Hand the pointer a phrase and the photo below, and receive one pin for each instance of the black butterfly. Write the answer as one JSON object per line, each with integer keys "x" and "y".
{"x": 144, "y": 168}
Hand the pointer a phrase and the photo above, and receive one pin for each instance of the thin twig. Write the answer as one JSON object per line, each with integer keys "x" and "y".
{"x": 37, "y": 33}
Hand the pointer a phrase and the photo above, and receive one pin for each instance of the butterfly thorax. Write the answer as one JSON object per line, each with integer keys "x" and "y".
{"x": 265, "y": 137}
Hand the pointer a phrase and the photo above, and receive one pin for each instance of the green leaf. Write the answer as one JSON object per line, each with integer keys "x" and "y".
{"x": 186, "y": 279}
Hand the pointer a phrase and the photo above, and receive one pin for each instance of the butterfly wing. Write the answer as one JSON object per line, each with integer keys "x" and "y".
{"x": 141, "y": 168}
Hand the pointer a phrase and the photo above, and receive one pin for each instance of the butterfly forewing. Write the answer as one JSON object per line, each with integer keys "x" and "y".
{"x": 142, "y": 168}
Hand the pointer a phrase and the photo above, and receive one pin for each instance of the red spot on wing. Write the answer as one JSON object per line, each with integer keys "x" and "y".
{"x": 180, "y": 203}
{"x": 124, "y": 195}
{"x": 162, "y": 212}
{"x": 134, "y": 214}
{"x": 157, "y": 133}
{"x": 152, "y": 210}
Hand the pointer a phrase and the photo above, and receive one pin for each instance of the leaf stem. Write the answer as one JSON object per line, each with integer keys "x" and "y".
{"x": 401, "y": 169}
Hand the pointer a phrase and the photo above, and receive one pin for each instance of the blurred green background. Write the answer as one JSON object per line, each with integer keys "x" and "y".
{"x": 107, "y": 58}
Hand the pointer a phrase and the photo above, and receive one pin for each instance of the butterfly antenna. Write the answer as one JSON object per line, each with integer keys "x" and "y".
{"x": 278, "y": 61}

================================

Task prompt:
From the line containing "of the blurred" to the last line of the material, please quote every line exactly and only those.

The answer:
Hand the pointer a phrase and the photo above, and receive one pin for each instance of the blurred green background. Write the answer as one JSON object per line, each with integer keys "x" and "y".
{"x": 107, "y": 58}
Hand the pointer a phrase and the photo above, and receive one pin for each instance of the butterfly antenna. Write the answer as one JSON object per line, each with integer keys "x" and "y".
{"x": 278, "y": 61}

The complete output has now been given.